• Условие задания: Выпишите без изменений фрагмент текста о романе Трифонова «Старик», начиная со слов «Но если в этих» и заканчивая словами «миллионами загубленных жизней.».

• Текст для чтения:
════════════════

Сочинения по литературеТрифонов Ю.В.Жанровая структура в повестей Трифонова

Жанровая структура в повестей Трифонова

В дальнейшем из разработанной в «городских повестях» жанровой структуры у Трифонова вырастает своеобразная форма романа. Первым опытом на этом пути стал роман «Старик» (1978). В этом произведении Трифонов расширяет и углубляет свое исследование связей между опытом истории и нравственным состоянием современного советского общества. В «Старике» уже есть, как и полагается в романе, несколько сюжетных линий: сюжет главного героя, Павла Евграфовича Летунова, ветерана революции, подводящего сейчас итоги жизни; сюжет, связанный с историей комкора Мигулина, одного из легендарных героев гражданской войны; сюжет бытовой тяжбы за право владения каким-то дачным домиком; перипетии судьбы некоего Кандаурова, одного из претендентов на дачный домик. Но здесь нет еще собственно романного эффекта свободного сосуществования взаимодополняющих сюжетов, тем и мотивов: все основные и второстепенные сюжетные линии, мотивы и темы, жестко соотнесены между собой, как в повести, причинно-следственными сцеплениями.

Все линии романа связаны одним общим мотивом – мотивом»недочувствия».Этот мотив, впервые выступивший в повести «Другая жизнь», обрел в романе «Старик» эпический масштаб, поворачиваясь в разных сюжетах разными гранями. Павел Евграфович Летунов, подошедший к краю своей жизни, горько переживает «недочувствие» к своему старческому одиночеству со стороны собственных детей, занятых всякой чепуховиной, вроде тяжбы по поводу какой-то дачной халупы. «Недочувствие» стало знамением времени – и весь сюжет об Олеге Васильевиче Кандаурове, одном из тех, кто сейчас наверху, у кого все «прекрасно и замечательно», представляет собой демонстрацию технологии «недочувствия» во всем – в оттеснении конкурентов на дачный домик, в выбивании справок для загранкомандировки, в отношениях с любимой женщиной. Эту технологию, этот свой «золотой принцип» Кандауров называет так – «доупора»: «До упора-в этом суть. И в большом, и в малом, всегда, каждый день, каждую минуту».

Но если в этих сюжетных линиях «недочувствие» раскрывается как психологическое качество современников, приводящее к нравственным драмам (это уже было в «Другой жизни»), то в истории вокруг комкора Мигулина недочувствие предстает как зловещий принцип политической доктрины, которая породила беспощадную жестокость гражданской войны, обернулась реками крови и миллионами загубленных жизней.

════════════════

• Собранный материал:
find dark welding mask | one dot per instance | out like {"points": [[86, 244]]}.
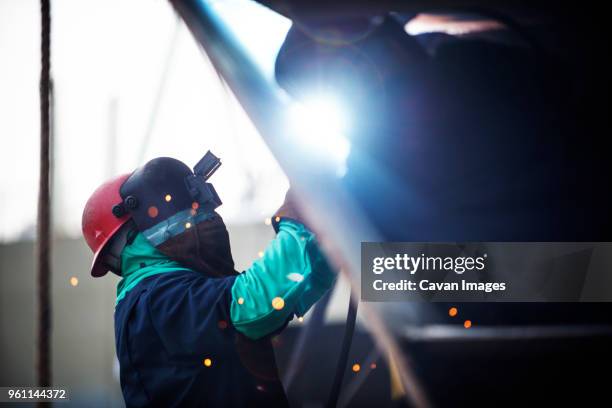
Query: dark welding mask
{"points": [[174, 208]]}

════════════════

• Правильный ответ:
Но если в этих сюжетных линиях «недочувствие» раскрывается как психологическое качество современников, приводящее к нравственным драмам (это уже было в «Другой жизни»), то в истории вокруг комкора Мигулина недочувствие предстает как зловещий принцип политической доктрины, которая породила беспощадную жестокость гражданской войны, обернулась реками крови и миллионами загубленных жизней.